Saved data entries

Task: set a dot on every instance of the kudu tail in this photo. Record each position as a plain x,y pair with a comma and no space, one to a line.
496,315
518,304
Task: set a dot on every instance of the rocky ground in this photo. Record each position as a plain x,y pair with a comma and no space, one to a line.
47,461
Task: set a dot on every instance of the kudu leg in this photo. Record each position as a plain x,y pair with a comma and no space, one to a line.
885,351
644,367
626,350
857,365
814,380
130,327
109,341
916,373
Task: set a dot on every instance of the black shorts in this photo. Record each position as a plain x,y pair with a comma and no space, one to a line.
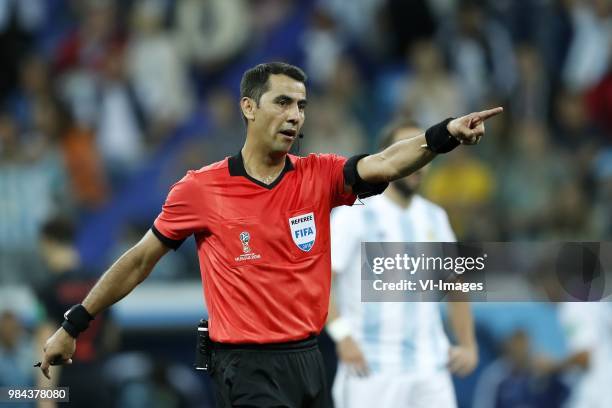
289,375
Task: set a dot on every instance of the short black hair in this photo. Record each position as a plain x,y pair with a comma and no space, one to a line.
254,81
385,139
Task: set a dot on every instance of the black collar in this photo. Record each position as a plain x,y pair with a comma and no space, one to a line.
236,168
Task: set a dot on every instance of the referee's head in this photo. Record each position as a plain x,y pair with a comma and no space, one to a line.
272,101
401,129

Work order = The required output is each line above restated verbatim, with all images omitted.

Task response =
Task: set a dot on every instance of the kudu tail in this photo. Record each position as a plain x,y pair with a comma and no space, one to a line.
496,315
518,304
Task: set a dot on every instance of the rocky ground in this photo. Record each position as a plain x,y pair with a comma and no space, one to a line.
47,461
Task: set a dot on every instance of the kudu leg in this photo. Record each position as a plain x,y pair with a comma and no space, one to a line.
885,351
644,367
626,350
857,365
814,380
130,327
109,341
916,373
Task: set a dot on every instance of the black shorts in this photo. Record each position as a plain x,y pair with a comma and no space, one to a line.
289,375
Task: set a dot on every instance of the short black hair in this photo. Record each position as a plain x,y pair with a comma and no space, one to a line.
254,81
385,139
Task: set a dot on every instance of the black collar in this photo. Record each position as a plain x,y pair with a comma and no space, one to a line.
236,168
Task: set a dot on every instance of the referee's head in this photo. Record each position as a plain x,y pair with a comma and no space, one to a line.
272,101
401,129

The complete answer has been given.